Task brief » Below are records; reproduce exactly the lines from the one containing "Practice step: label each instance of the backpack" through the end, both included, and only those.

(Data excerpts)
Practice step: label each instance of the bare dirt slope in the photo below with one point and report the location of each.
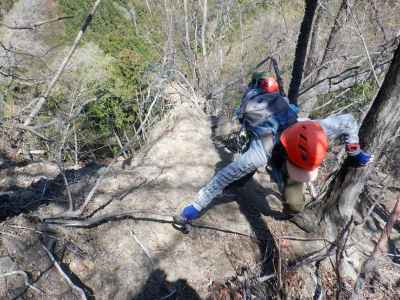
(139, 257)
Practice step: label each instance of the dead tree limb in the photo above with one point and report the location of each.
(378, 127)
(380, 246)
(26, 279)
(357, 28)
(80, 291)
(301, 50)
(41, 101)
(35, 25)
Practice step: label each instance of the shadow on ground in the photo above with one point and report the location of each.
(251, 198)
(16, 200)
(158, 287)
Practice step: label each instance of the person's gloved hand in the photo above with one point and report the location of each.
(360, 159)
(190, 213)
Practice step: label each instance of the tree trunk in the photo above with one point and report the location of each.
(332, 43)
(301, 49)
(376, 133)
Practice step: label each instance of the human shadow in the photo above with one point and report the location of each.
(158, 287)
(251, 198)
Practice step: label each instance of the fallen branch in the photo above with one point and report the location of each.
(380, 246)
(35, 25)
(138, 215)
(65, 276)
(26, 278)
(43, 99)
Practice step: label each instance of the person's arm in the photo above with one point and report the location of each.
(346, 127)
(341, 126)
(256, 156)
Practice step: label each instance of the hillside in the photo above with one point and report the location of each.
(140, 117)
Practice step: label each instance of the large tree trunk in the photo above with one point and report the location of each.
(377, 131)
(301, 50)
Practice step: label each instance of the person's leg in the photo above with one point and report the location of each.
(294, 196)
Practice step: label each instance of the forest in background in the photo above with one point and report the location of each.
(117, 86)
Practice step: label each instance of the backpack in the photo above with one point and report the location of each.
(263, 113)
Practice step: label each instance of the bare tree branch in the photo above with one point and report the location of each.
(43, 99)
(380, 246)
(35, 25)
(64, 275)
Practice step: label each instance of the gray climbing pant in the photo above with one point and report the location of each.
(294, 196)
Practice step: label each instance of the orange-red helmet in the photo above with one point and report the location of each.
(269, 85)
(306, 144)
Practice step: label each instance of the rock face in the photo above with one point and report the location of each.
(141, 257)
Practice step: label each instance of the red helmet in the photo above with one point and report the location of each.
(306, 144)
(269, 85)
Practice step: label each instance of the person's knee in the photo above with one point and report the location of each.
(294, 196)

Solution to this problem »
Practice step: label each instance of the backpack in the photo above with one point and report the location of each.
(263, 113)
Practice step: label each instance of the bare tree branch in the photo above with one point and report the location of each.
(43, 99)
(380, 246)
(35, 25)
(64, 275)
Practice step: label each instance of the gray climbing pant in the photo above with one point and report the location of each.
(294, 196)
Practice step: label each instance of the orange-red helmet in the photo above with one point and report the location of each.
(269, 85)
(306, 144)
Practice step: label each instance of the rock face in the photo above with one point and report the location of each.
(141, 257)
Practice step: label each instance of the red helmet in the photo above with one point and report the location of each.
(306, 144)
(269, 85)
Practice step: label each instance of the person's knee in the photo above with one point and report the location of each.
(294, 196)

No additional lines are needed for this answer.